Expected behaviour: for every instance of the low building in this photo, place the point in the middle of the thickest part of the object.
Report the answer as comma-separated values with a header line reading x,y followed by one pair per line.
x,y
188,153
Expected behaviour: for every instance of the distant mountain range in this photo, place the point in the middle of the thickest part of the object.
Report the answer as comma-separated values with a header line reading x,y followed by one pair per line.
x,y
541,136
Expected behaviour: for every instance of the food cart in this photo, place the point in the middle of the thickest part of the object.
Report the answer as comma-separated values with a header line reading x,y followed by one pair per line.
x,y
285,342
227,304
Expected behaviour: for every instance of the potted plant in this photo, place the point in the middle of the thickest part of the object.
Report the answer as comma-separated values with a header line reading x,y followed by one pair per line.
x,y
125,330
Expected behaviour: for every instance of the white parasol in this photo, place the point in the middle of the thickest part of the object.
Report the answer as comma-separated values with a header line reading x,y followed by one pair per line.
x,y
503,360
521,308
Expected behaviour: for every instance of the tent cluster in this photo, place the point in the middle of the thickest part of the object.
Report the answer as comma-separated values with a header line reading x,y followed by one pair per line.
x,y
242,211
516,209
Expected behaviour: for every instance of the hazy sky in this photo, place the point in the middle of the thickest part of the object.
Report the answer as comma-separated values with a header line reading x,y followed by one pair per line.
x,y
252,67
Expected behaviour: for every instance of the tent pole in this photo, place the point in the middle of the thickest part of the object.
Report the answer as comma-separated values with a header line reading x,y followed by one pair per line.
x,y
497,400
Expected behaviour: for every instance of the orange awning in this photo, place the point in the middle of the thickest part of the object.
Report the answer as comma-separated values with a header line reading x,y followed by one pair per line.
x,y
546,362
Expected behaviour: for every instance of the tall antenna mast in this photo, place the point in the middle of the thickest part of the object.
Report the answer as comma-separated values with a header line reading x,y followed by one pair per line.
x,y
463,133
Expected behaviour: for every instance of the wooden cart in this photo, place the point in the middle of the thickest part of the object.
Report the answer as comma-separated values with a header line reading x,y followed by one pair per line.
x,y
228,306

+++++

Exercise aim:
Repeat each record word for word.

Task answer:
Expected behaviour: for every instance of the low building in this photo, place the point in the middle of the thickest part of the object.
Report the answer as comma-separated values with a header line reading x,y followed by one pair per line.
x,y
188,153
Expected behaviour: for every instance of the distant mountain range in this photo, place the point in the middle of the thickest part of the object.
Report the answer as comma-separated values with a header line reading x,y followed by one pair per line.
x,y
541,136
Expected behaviour: for every instance of the food cart in this photo, place the point in the middle of the thickest part of the object.
Report the answer as comma-separated values with a header line reading x,y followed by one pair per line.
x,y
285,342
227,304
Expected behaviour: for every instance of the potted plant in this photo, place the point in the middle of the thickest part of the object.
Report the answer as comma-separated values with a header line reading x,y followed by one pair per line.
x,y
125,330
Expected behaviour: for every instance of the white parasol in this photo, place the point in the middle of the thickest part of the object.
Report the answer as comma-separated values with a header line reading x,y followed by one pair per line.
x,y
503,360
521,308
Expected behaviour: for every instance of the tent cluster in this photo, place the point in the middle of the thickest part of the object.
Report the answer as comma-separated values with a header line reading x,y followed by one pair per line.
x,y
242,211
516,209
Expected behaviour: for every instance of the hazy sky in this photo, place the point in the middle of the thickest part of the object.
Report the answer as comma-separated values with a header line reading x,y followed by one pair per line.
x,y
252,67
Expected behaviour: for every instance of the tent pole in this photo, place the point in the middle of the thickest part of the object.
Report the answer as comma-separated values with a header line reading x,y followed by one pair per line.
x,y
497,400
Expected behaviour: for every instance of the orange awning in this photo, place the point in the middle of the thickest part of the object.
Report the answer as comma-separated values with a header line reading x,y followed by one pair per line.
x,y
546,362
Expected behaviour: for every instance of the tall antenna mast in this photo, place the point in the middle of the thickest part of the object.
Report the answer as comma-separated values with a header line reading x,y followed by one pair per line.
x,y
463,133
Expected behaviour: for every instance of the wooden cart in this photo, place the point in the middle of the thickest part of the object.
Report the answer as comma-separated values with a header line reading x,y followed by one pair per line.
x,y
228,306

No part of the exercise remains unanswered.